◆ Consigne ◆
Sélectionnez et recopiez chacune des lignes ci-dessous où figure le mot « dark ». La casse compte.

### Jeu de données ###

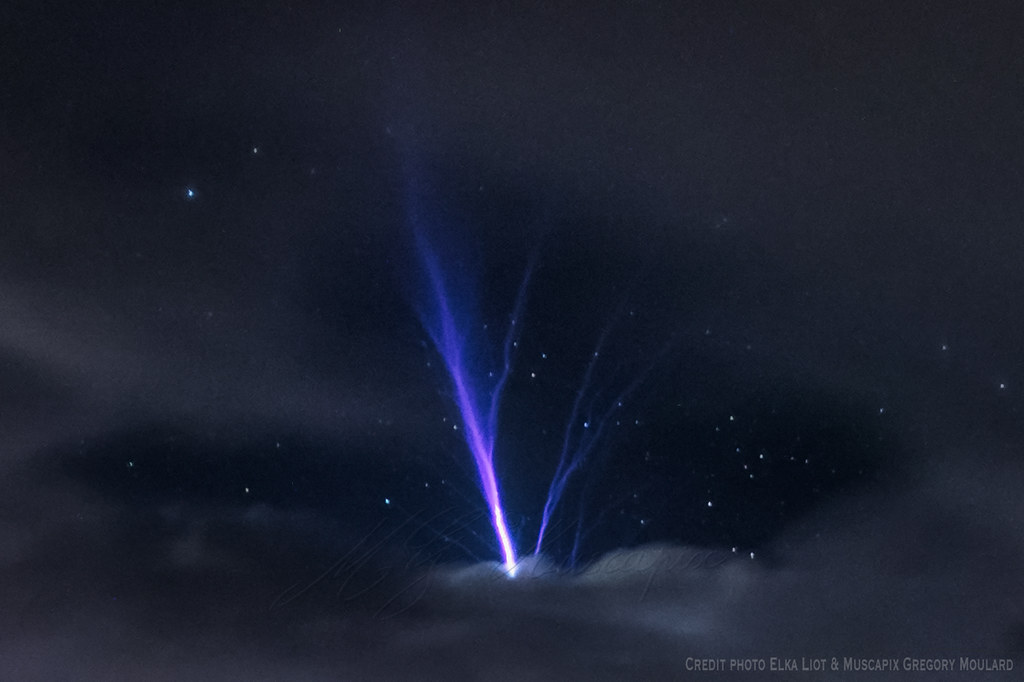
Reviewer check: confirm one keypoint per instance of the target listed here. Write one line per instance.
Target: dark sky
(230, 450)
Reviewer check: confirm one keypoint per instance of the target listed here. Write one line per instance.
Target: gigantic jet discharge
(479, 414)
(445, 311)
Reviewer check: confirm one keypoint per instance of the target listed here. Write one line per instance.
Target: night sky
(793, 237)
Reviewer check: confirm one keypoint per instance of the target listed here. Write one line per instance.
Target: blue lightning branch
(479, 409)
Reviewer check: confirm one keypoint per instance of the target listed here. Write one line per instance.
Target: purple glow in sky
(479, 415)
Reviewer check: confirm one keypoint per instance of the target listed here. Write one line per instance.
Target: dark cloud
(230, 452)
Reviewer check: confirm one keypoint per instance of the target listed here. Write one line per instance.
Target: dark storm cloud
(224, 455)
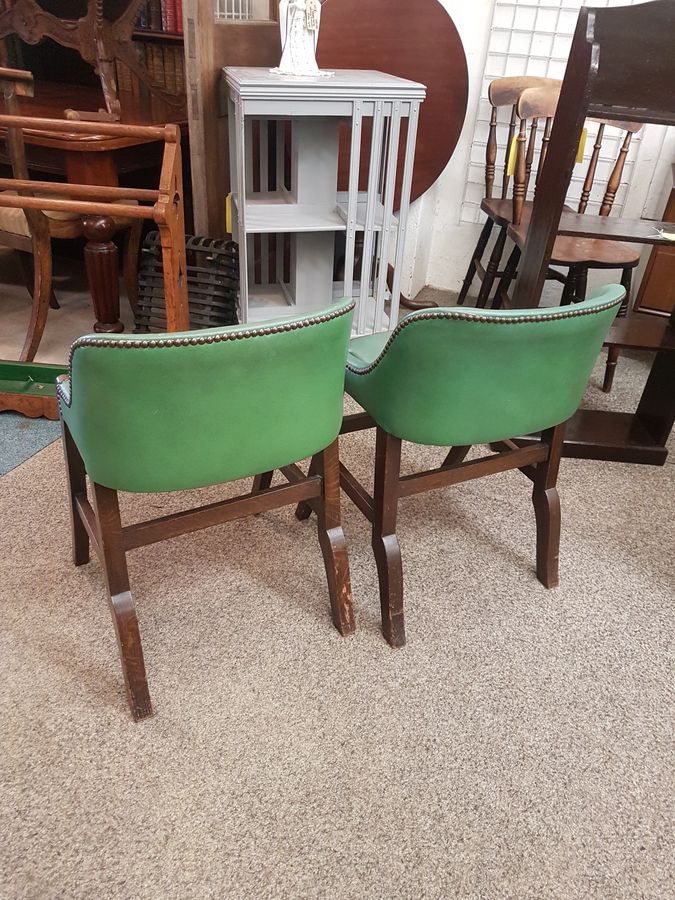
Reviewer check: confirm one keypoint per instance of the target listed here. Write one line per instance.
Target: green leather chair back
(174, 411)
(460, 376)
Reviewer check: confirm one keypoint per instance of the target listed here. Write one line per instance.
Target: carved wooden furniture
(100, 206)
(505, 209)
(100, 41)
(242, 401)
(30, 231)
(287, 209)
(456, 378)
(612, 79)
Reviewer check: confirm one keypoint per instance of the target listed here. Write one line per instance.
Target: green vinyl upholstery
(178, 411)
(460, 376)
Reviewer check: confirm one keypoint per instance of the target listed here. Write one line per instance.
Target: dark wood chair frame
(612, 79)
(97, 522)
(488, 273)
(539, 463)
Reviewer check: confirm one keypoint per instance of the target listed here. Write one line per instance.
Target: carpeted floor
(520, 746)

###

◆ Corrigé ◆
Target: dark sky
Target: dark cloud
Target: dark storm cloud
Target: dark wood chair frame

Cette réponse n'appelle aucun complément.